What is the number of lines in the following data that contain "then"? Answer with the number alone.

^^^^

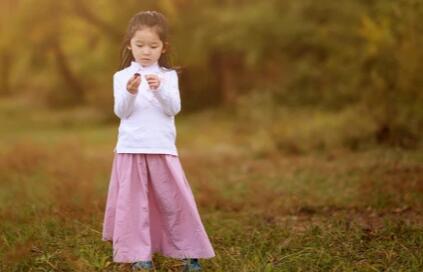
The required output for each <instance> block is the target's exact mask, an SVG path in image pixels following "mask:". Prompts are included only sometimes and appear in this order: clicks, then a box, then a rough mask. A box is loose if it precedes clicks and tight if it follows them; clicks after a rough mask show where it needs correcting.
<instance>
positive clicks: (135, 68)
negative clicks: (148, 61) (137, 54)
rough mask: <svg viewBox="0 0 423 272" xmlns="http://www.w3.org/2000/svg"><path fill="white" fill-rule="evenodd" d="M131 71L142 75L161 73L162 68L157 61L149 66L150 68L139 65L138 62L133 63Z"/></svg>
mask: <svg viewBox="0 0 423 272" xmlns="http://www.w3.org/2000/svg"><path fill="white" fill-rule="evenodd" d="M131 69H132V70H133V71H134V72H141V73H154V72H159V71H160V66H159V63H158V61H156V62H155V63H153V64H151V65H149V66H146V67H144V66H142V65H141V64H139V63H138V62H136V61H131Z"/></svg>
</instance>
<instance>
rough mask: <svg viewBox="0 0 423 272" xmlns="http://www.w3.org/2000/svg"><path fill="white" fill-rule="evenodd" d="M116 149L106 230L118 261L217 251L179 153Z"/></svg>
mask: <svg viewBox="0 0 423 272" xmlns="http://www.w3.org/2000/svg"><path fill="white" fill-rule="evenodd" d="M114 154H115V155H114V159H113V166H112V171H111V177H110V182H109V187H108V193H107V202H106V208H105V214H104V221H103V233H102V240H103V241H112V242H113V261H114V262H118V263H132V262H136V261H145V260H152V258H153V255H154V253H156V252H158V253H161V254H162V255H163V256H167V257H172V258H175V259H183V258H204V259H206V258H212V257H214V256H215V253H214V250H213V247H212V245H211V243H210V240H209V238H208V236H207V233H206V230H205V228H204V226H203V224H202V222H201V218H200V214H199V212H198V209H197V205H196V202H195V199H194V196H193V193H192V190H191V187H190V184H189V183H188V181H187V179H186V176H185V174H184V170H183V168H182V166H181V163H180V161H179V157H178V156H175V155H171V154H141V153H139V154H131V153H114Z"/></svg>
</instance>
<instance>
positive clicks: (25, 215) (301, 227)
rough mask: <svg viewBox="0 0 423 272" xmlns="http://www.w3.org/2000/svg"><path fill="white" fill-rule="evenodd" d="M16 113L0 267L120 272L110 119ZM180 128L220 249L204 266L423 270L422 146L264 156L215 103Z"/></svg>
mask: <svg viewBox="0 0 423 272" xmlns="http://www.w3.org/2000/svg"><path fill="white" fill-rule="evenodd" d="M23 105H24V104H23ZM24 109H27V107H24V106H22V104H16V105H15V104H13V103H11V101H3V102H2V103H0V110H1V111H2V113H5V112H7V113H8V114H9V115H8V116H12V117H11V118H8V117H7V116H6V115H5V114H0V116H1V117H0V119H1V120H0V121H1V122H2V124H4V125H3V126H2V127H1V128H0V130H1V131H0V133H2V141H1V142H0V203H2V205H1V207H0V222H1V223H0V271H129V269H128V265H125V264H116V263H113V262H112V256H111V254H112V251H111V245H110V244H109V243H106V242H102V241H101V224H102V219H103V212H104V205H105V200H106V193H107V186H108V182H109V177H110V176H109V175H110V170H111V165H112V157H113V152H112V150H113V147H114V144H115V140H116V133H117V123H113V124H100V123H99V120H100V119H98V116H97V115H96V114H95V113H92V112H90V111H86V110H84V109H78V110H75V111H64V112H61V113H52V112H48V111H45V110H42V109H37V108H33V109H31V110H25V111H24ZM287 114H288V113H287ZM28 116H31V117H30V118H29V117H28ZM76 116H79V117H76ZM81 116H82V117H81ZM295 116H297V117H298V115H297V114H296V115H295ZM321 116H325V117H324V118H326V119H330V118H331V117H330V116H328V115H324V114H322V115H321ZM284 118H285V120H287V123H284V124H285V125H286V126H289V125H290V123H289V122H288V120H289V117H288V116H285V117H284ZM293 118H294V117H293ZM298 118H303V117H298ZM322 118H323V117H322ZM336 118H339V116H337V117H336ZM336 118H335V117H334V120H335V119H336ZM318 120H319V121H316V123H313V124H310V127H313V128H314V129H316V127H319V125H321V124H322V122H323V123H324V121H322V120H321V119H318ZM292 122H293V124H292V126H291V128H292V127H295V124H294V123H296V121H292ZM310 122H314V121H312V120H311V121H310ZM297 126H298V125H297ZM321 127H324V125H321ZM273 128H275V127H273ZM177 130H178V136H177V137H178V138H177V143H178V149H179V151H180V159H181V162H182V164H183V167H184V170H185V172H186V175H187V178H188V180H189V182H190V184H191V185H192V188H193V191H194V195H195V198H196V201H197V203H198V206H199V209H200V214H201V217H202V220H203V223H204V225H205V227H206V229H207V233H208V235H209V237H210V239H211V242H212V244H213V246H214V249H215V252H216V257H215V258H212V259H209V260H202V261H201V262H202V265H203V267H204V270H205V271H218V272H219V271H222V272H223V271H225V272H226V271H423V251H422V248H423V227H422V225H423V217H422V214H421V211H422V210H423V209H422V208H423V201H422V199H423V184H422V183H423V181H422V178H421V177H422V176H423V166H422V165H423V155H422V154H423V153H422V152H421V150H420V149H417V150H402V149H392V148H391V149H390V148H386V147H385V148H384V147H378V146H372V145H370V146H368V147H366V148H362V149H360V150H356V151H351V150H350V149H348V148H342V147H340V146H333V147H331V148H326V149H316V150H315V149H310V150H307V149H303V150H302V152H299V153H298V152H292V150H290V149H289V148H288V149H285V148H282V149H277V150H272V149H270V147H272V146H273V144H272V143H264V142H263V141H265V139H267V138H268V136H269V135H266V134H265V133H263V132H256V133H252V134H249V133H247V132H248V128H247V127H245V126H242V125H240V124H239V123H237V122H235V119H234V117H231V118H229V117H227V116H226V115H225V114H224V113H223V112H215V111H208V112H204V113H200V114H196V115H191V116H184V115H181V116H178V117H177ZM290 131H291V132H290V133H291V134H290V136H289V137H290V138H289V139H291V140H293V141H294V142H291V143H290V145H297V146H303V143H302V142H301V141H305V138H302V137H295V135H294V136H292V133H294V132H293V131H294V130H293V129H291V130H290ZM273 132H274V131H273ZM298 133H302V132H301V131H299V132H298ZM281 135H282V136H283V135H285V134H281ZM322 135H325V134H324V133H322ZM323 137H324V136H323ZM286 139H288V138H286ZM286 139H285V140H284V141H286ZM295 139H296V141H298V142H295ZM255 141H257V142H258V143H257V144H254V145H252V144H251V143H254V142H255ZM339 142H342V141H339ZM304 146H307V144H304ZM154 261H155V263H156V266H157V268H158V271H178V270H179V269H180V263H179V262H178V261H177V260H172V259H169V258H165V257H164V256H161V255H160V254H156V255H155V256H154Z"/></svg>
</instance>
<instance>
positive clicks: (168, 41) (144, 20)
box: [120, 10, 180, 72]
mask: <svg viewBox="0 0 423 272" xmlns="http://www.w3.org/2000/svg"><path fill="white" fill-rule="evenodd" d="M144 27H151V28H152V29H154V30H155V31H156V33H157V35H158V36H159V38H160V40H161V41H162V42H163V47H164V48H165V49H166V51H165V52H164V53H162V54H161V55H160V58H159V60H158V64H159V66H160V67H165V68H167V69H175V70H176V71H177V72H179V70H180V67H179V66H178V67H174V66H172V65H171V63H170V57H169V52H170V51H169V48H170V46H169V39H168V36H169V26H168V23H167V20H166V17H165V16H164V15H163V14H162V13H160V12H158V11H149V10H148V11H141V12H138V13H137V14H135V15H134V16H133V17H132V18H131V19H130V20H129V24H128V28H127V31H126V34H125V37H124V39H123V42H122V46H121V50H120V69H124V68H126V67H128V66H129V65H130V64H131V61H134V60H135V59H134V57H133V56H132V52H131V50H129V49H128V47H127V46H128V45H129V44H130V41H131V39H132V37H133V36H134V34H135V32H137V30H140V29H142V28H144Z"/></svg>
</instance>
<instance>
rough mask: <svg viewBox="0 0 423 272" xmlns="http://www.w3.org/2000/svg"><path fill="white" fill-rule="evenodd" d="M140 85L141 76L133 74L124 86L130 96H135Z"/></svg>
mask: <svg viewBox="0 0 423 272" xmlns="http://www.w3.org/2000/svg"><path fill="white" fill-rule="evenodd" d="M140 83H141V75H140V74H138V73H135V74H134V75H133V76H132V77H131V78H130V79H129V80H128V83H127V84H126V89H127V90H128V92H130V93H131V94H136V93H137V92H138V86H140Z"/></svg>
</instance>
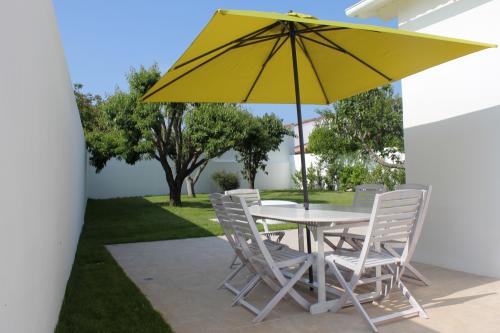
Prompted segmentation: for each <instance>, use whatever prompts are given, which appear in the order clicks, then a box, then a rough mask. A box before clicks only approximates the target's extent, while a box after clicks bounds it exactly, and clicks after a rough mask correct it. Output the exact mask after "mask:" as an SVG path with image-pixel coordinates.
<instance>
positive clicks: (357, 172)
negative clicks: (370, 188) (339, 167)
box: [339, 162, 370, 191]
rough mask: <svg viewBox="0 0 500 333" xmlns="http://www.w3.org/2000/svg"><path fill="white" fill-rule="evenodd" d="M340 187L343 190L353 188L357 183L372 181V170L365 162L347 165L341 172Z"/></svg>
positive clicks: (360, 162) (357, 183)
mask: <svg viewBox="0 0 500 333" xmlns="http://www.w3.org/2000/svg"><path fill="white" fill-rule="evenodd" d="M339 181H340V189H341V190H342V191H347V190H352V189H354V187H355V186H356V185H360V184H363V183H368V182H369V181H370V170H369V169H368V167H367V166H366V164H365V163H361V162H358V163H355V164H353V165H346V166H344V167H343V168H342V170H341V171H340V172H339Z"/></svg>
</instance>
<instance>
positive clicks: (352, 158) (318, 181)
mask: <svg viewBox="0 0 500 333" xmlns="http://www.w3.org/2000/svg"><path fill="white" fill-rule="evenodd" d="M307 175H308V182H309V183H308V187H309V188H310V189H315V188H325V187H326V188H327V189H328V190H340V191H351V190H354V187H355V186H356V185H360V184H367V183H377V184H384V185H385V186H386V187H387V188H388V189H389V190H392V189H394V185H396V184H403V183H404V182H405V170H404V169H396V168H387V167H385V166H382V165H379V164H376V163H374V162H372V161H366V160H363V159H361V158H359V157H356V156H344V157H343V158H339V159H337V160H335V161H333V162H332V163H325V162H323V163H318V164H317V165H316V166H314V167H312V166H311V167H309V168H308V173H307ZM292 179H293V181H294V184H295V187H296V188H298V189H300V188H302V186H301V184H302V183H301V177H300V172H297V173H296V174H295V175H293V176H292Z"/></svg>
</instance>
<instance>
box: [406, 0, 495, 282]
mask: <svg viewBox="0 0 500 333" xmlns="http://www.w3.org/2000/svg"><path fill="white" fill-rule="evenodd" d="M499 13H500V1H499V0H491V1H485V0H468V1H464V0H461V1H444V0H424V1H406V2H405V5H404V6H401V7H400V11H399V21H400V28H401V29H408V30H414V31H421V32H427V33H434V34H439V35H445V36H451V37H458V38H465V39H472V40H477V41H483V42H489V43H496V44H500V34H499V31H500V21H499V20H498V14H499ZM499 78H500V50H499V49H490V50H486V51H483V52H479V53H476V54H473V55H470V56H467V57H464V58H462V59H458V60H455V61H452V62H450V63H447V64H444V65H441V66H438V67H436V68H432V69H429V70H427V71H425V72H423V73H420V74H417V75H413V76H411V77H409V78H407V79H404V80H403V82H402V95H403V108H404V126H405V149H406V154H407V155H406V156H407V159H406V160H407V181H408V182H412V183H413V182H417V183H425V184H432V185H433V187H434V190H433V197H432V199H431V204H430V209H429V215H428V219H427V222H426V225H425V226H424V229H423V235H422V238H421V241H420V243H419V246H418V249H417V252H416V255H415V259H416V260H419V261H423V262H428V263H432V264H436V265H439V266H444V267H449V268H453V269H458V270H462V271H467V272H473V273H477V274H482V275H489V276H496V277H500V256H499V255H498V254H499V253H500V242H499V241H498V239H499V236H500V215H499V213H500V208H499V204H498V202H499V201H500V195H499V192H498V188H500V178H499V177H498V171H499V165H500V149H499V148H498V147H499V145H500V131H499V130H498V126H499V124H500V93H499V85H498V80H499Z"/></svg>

^^^^

### OUTPUT FOR THIS TASK
2